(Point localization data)

+++

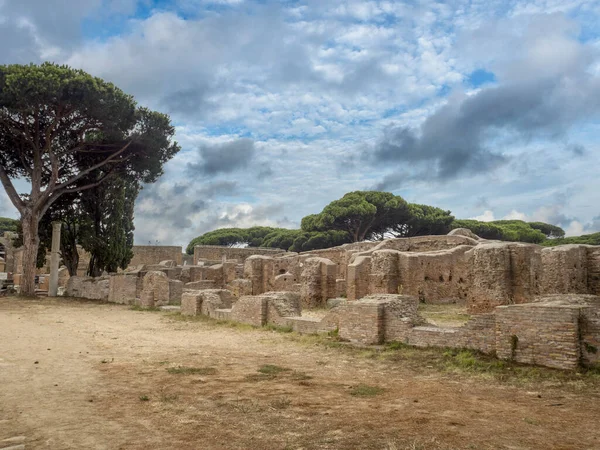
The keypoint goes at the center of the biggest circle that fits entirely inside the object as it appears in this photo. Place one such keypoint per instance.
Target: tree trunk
(31, 243)
(70, 255)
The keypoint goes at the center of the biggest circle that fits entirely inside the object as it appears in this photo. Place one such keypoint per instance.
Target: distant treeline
(374, 215)
(7, 224)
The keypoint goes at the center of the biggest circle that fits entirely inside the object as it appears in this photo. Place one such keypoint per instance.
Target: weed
(514, 342)
(396, 345)
(590, 348)
(270, 369)
(300, 376)
(278, 328)
(144, 308)
(364, 390)
(281, 403)
(192, 370)
(259, 377)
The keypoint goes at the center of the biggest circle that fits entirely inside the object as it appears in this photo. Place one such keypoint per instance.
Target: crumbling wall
(206, 302)
(251, 310)
(491, 280)
(259, 270)
(385, 272)
(535, 333)
(220, 253)
(154, 254)
(317, 282)
(175, 292)
(123, 288)
(358, 278)
(435, 277)
(88, 287)
(155, 291)
(564, 270)
(593, 265)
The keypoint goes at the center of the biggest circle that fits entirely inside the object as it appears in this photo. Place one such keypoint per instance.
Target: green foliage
(181, 370)
(108, 233)
(7, 224)
(362, 214)
(233, 237)
(551, 231)
(587, 239)
(283, 238)
(485, 230)
(364, 390)
(505, 230)
(66, 131)
(423, 220)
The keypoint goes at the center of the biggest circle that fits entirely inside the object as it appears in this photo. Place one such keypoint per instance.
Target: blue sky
(487, 108)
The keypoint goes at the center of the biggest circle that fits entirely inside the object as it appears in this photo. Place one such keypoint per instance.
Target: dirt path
(77, 375)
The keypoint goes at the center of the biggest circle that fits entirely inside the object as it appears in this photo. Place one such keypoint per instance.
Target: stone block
(199, 285)
(318, 282)
(240, 287)
(251, 310)
(155, 290)
(564, 270)
(175, 292)
(191, 303)
(357, 280)
(535, 333)
(123, 288)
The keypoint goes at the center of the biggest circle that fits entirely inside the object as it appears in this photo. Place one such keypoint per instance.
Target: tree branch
(90, 169)
(11, 191)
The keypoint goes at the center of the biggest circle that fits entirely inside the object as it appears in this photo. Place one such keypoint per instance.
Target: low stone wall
(154, 254)
(88, 287)
(539, 334)
(218, 253)
(124, 288)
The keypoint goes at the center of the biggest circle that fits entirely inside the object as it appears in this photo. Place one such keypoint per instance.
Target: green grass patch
(364, 390)
(143, 308)
(271, 369)
(300, 376)
(278, 328)
(260, 377)
(180, 370)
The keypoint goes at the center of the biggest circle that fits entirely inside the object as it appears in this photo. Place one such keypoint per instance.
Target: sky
(487, 108)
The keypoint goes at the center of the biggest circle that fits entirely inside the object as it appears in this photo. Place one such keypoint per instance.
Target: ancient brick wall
(564, 270)
(437, 277)
(358, 279)
(217, 253)
(155, 291)
(317, 282)
(88, 287)
(251, 310)
(539, 334)
(123, 289)
(362, 322)
(589, 323)
(154, 254)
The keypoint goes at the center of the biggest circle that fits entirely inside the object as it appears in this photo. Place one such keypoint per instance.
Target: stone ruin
(527, 303)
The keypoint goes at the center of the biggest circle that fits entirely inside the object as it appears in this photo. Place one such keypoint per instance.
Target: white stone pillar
(54, 259)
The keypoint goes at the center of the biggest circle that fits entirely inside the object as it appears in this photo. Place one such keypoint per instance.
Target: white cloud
(313, 84)
(487, 216)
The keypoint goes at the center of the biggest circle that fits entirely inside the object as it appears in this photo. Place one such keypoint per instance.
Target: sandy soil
(83, 375)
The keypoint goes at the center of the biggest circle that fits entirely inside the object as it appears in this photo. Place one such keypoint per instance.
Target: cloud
(548, 89)
(329, 97)
(223, 158)
(487, 216)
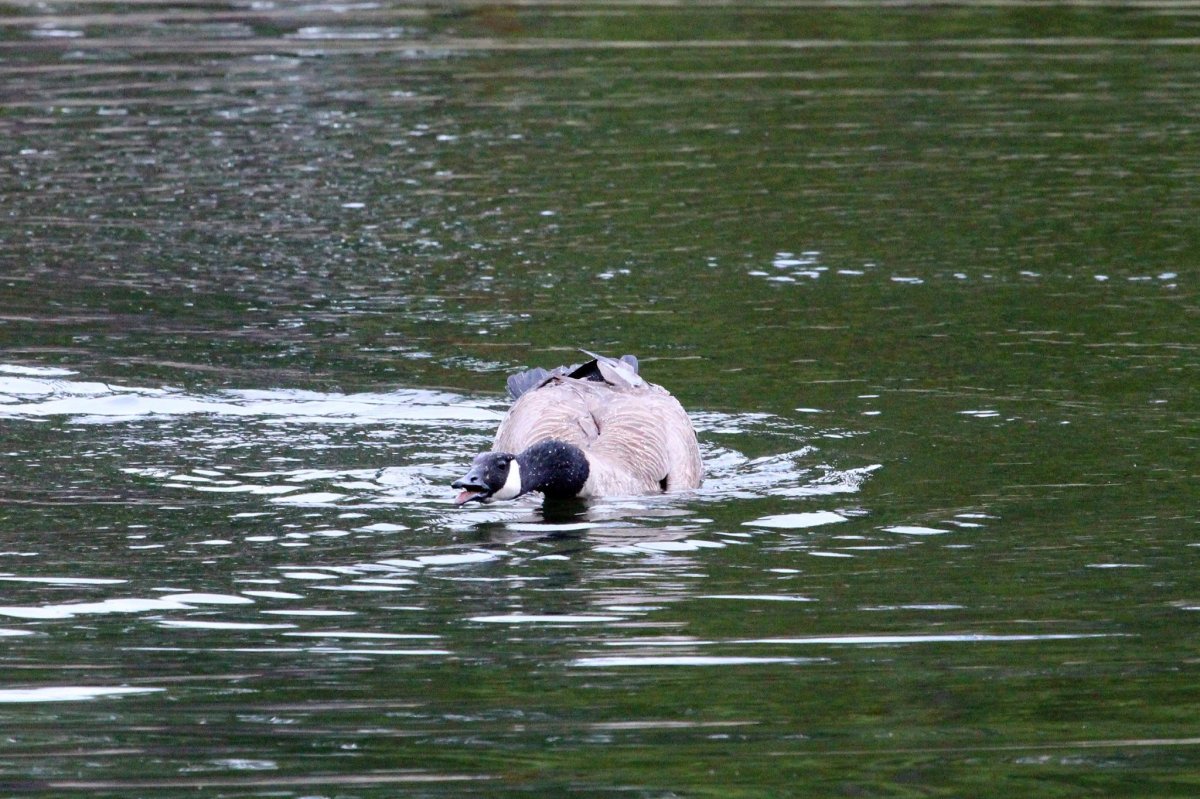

+++

An exact, word-for-word copy of the records is expected, with no pictures in it.

The keypoint goes at the center of the biggest circle that fits entirely inside the object as it appears in this photo. Place one such keypoint per instance.
Target: tree trunk
(31, 243)
(70, 255)
The keypoint goes at the center of the biggest circle that fits entirely inside the object as it appears in this photo. Place one such keypoint per instance.
Target: distant treeline
(374, 215)
(7, 224)
The keypoint goes at the center of the biggest circle that fits entirely inside the object as it appears in this photo. Place one such keypoint per instance.
Target: weed
(514, 342)
(396, 345)
(590, 348)
(270, 369)
(300, 376)
(278, 328)
(144, 308)
(364, 390)
(281, 403)
(192, 370)
(259, 377)
The keypoint goes at the center of the biggest circle that fits entirely inside the object as it appears in this photo. Place one such keypoint per instance.
Target: crumbling wall
(206, 302)
(251, 310)
(491, 280)
(259, 270)
(385, 272)
(535, 333)
(220, 253)
(154, 254)
(317, 282)
(175, 292)
(123, 288)
(358, 278)
(435, 277)
(88, 287)
(155, 291)
(564, 270)
(593, 265)
The keypoint goes at the center of the biggest circle that fits entirely inside the object as it appears in this photo. Place one such keypoint per instance.
Target: green foliage
(181, 370)
(108, 233)
(7, 224)
(362, 214)
(233, 237)
(551, 231)
(587, 239)
(283, 238)
(485, 230)
(364, 390)
(505, 230)
(66, 131)
(423, 220)
The keypoint goes at the center of the biggest circle that fits entirely inside the object as it appears in this photo. Place one such keypoint per instance.
Target: blue sky
(487, 108)
The keypoint goes at the center of the biggest circle that fits entirely inside the object as it appears in this photo. Place one such keypoint per instance.
Target: dirt path
(77, 375)
The keypoint goes at the center of the biggest circle that fits entirely inside the object as it appears in this photo. Place one such keypoint per instance.
Target: stone block
(199, 285)
(318, 282)
(240, 287)
(251, 310)
(155, 290)
(564, 270)
(175, 292)
(191, 303)
(357, 280)
(535, 333)
(123, 288)
The keypoint goes at the center of the biggest circle that fits entirely inside the object as it appears in this photo. Place one such keypoint per instance.
Target: tree branch
(90, 169)
(11, 191)
The keypoint goes at the center of the biggest circle that fits entirely inside the object as it appears in this photo. Place one such keypoint per instance.
Target: low stone wall
(154, 254)
(88, 287)
(539, 334)
(218, 253)
(124, 288)
The keypoint goes at the center of the biggest circle that fits entirely inside the object as it appears in this photo. Place one such keypoint per instance.
Target: green grass patch
(364, 390)
(143, 308)
(271, 369)
(300, 376)
(278, 328)
(260, 377)
(180, 370)
The keypoint goes at the center of the biggest circle that fits entirely inside the object as it appears in this photo. Place one such keypoint per instance.
Target: sky
(487, 108)
The keypoint goes at the center of the biggest circle that fits entirely inside the object as it appears in this photo. Place one such keypoint per instance.
Target: ancient brick wall
(564, 270)
(437, 277)
(358, 279)
(217, 253)
(155, 291)
(317, 282)
(88, 287)
(251, 310)
(539, 334)
(123, 289)
(362, 322)
(589, 323)
(154, 254)
The keypoint goes at the center of the biggest circle that fits entirely inside the object as it appears in this photo. Place one such keypoint per instance.
Target: stone ruin
(527, 303)
The keypoint goes at the center of the biggest circle that fits entirely inside the object as it appears in this photo. Place one such keypoint per instance.
Target: white stone pillar
(54, 259)
The keypoint goes at the center of the biggest circle that fits entirely inside the object as it appears in this photo. Place one such keypoint per instance.
Target: white cloud
(313, 84)
(487, 216)
The keypoint goes at the center of the biggest circle that fits entirely inside the object as it appears in this photo. Place one such keypoint per instance.
Target: sandy soil
(83, 375)
The keypoint goes at the center of the biggest circle that fits entirely inside the object as it appears in this photo. Place one such keypoint per instance.
Target: cloud
(548, 89)
(329, 97)
(223, 158)
(487, 216)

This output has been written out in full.